What the exercise asks >> An exact, word-for-word copy of the entries is required, beginning at the line that contains "like [49, 231]." and ending at the last line, both included.

Data for analysis >>
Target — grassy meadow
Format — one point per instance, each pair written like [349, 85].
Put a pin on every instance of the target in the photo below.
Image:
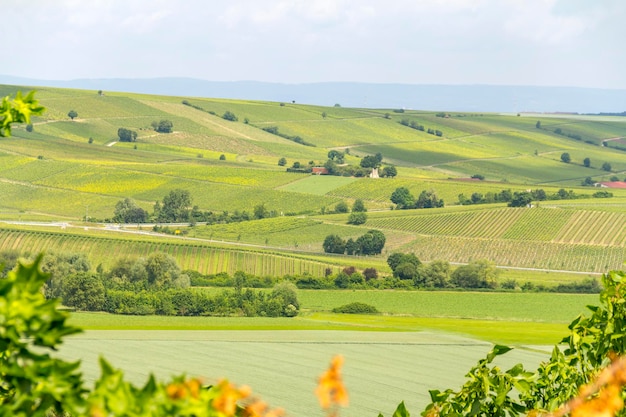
[380, 371]
[67, 169]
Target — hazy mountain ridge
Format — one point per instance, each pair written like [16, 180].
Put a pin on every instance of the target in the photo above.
[466, 98]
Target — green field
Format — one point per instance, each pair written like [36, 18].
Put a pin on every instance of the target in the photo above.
[381, 369]
[55, 173]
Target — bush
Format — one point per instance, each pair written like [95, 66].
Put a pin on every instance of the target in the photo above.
[230, 116]
[356, 308]
[357, 218]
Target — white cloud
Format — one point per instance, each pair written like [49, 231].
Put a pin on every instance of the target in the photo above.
[536, 21]
[415, 41]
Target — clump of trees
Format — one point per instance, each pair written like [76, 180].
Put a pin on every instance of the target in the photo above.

Answer space >>
Format — one point per instance, each pair written like [49, 231].
Put a pin on every instance of the target in the photo above.
[536, 21]
[415, 41]
Target — clump of trees
Format — one point per instance, each pair written like [76, 180].
Put a pin on every instance of the target in the photo above.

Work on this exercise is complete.